(Position annotation records)
-*-

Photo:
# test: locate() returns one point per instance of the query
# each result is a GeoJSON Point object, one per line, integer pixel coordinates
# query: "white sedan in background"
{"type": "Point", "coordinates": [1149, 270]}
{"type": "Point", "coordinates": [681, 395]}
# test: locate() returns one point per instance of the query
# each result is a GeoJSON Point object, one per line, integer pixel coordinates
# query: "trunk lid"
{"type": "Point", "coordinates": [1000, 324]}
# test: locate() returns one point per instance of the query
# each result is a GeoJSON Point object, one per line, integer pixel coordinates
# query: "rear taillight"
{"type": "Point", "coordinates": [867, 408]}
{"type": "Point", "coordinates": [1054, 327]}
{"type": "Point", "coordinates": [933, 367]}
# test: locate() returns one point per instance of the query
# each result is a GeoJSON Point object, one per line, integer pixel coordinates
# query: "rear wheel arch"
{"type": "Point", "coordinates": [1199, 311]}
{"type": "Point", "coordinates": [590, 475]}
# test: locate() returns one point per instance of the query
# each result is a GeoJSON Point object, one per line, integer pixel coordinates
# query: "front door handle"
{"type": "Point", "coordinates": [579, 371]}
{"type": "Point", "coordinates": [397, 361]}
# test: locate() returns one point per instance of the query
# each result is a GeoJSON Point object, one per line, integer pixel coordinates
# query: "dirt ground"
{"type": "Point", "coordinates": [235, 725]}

-*-

• [What is required]:
Recast the full listing above as a two-column CSV with the header input,output. Give each text one row, with the text quoted under input and the points returned for it quoted under output, and replace line breaks with spaces.

• [Complete answer]:
input,output
"Photo: # test: locate() returns one point per instance of the query # each result is a GeoJSON Point object, one per line, integer pixel coordinates # query: ""white sedan in background""","{""type"": ""Point"", ""coordinates"": [1149, 270]} {""type"": ""Point"", ""coordinates"": [681, 395]}"
"# test: locate() returns one point per instance of the query # each result is a GeoJSON Point object, one per line, integer pixel coordinates # query: ""trunk lid""","{""type"": ""Point"", ""coordinates"": [1000, 324]}"
"# test: locate() returns one point per instance of the query # each result is a GeoJSON Point object, one per line, integer pixel coordinates # query: ""rear taillight""","{""type"": ""Point"", ""coordinates"": [867, 408]} {""type"": ""Point"", ""coordinates"": [1054, 327]} {""type"": ""Point"", ""coordinates"": [933, 367]}"
"# test: locate() returns one point per instance of the query # each result is a GeoJSON Point object, one per line, integer pixel coordinates # query: ""rear wheel arch""","{""type"": ""Point"", ""coordinates"": [1199, 311]} {""type"": ""Point"", ""coordinates"": [590, 475]}"
"# test: locate() returns one point per instance of the query # each result is a GeoJSON Point object, one per line, integer pixel coordinates # query: ""front door handle""","{""type"": ""Point"", ""coordinates"": [579, 371]} {""type"": ""Point"", ""coordinates"": [397, 361]}"
"# test: locate() returns one point per instance of the query # each result is a GeoJSON Point object, one per line, integer pixel coordinates # query: ""dirt ground""","{""type"": ""Point"", ""coordinates"": [235, 725]}"